Extract:
====

By Haley Sawyer
The Review
Months into an academic year that has relied on a virtual learning format due to the COVID-19 pandemic, the South Pasadena Unified School District Board of Education decided this week on provisional dates for the first phase of campus reopening.
Transitional kindergarten, kindergarten and special education students in preschool to second grade would begin in-person instruction on Feb. 8, while first and second grade would begin on Feb. 16. The board approved the motion 4-1 but emphasized the conditional nature of the decision.
“With the right precautions, we can move safely forward,” board President Ruby Kalra said at the special meeting on Monday. “Certainly, we have to know that what’s happening in the background matters, but once we move onto campus, we really have what we need to stop transmission.”
The majority of the board favored the deadlines to establish a sense of urgency as well as maintain a timeline to receive government funding. An application for a grant to receive funding and open transitional kindergarten through second grade must be submitted by the end of January. The funding will be received as part of Gov. Gavin Newsom’s $2 billion “Safe Schools for All” plan.
Board member Suzie Abajian opposed the motion with hesitation toward setting a reopening date.
“I think we can still meet the deadline for Feb. 15 if we reassess at the end of January,” she said. “There’s nothing stopping us from doing the work, having everything set and reassess at the end of this month. I hear what all of you are saying; I still am hesitant to set that date in the middle of a surge.”

====

Task objective: Copy the school reopening article above word for word, starting at "The majority of" and continuing up to and including "a reopening date.".

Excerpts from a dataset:

====

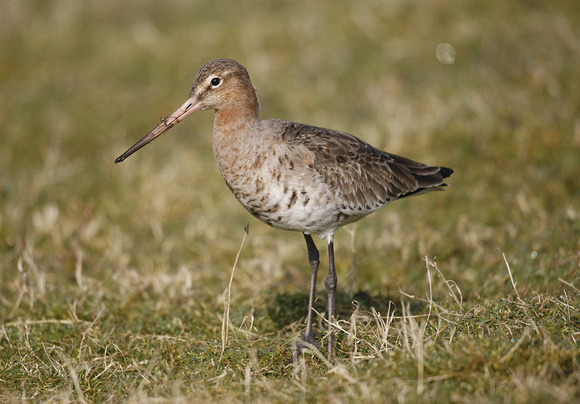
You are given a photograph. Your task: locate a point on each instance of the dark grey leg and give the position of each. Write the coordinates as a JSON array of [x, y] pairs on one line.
[[314, 259], [330, 282]]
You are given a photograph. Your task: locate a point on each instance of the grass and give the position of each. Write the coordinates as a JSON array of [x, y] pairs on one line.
[[112, 278]]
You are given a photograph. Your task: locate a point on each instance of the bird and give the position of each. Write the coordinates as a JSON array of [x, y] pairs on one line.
[[294, 176]]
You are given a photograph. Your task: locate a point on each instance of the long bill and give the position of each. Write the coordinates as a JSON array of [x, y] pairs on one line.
[[189, 107]]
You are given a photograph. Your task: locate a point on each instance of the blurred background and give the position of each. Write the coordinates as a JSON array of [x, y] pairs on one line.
[[80, 82]]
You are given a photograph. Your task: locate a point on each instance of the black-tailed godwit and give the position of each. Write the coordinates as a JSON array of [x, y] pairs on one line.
[[294, 176]]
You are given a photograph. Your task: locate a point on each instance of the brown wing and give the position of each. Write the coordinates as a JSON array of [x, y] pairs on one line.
[[365, 176]]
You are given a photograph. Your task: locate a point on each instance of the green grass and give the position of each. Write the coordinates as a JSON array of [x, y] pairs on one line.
[[112, 277]]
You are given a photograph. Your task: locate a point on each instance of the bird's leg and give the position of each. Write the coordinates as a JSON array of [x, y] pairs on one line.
[[314, 259], [330, 283]]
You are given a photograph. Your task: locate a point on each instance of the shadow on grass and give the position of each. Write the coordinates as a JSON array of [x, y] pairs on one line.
[[286, 308]]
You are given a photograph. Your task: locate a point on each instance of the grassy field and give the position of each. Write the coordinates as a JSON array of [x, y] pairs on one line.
[[112, 277]]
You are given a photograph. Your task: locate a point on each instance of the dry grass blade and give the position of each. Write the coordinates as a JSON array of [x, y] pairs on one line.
[[227, 298]]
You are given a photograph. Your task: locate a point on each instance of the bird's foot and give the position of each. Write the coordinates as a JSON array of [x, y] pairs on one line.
[[306, 342]]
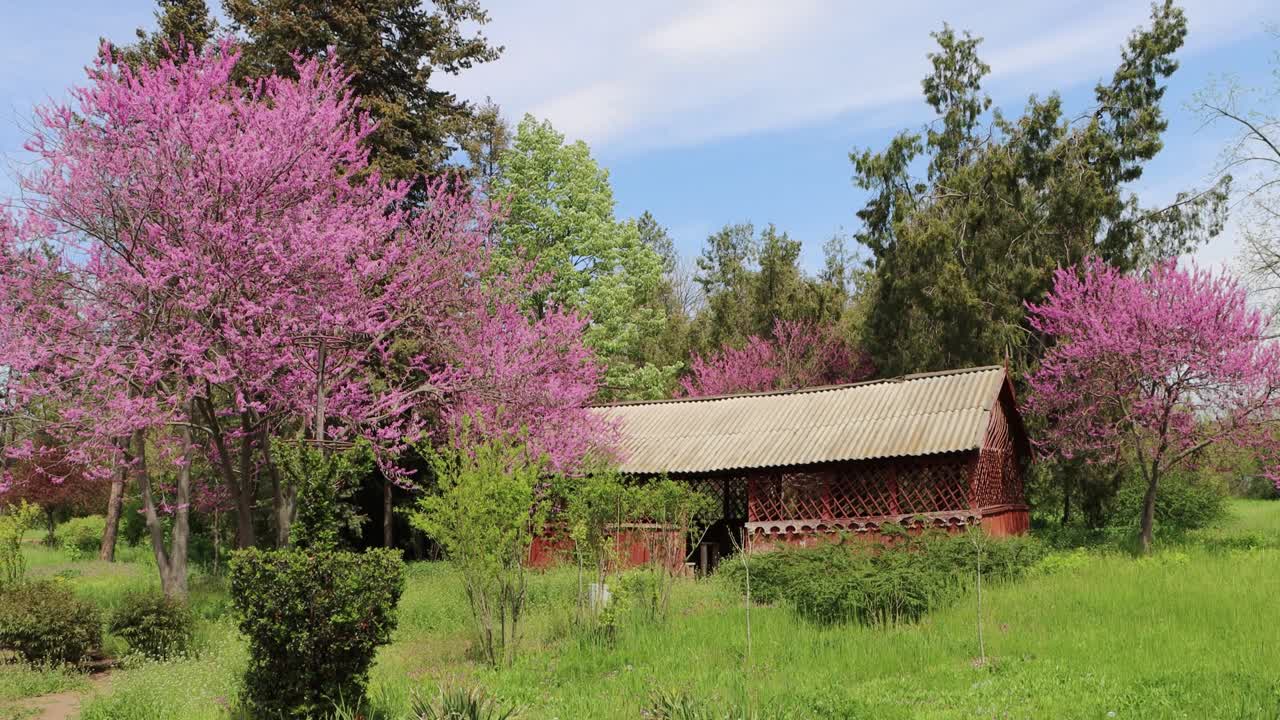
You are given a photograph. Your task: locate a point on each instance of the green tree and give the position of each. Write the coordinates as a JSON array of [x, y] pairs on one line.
[[561, 215], [726, 272], [394, 50], [749, 281], [178, 23], [1005, 201], [485, 515]]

====

Your solution:
The majority of the board favored the deadlines to establish a sense of urgency as well as maintain a timeline to receive government funding. An application for a grant to receive funding and open transitional kindergarten through second grade must be submitted by the end of January. The funding will be received as part of Gov. Gavin Newsom’s $2 billion “Safe Schools for All” plan.
Board member Suzie Abajian opposed the motion with hesitation toward setting a reopening date.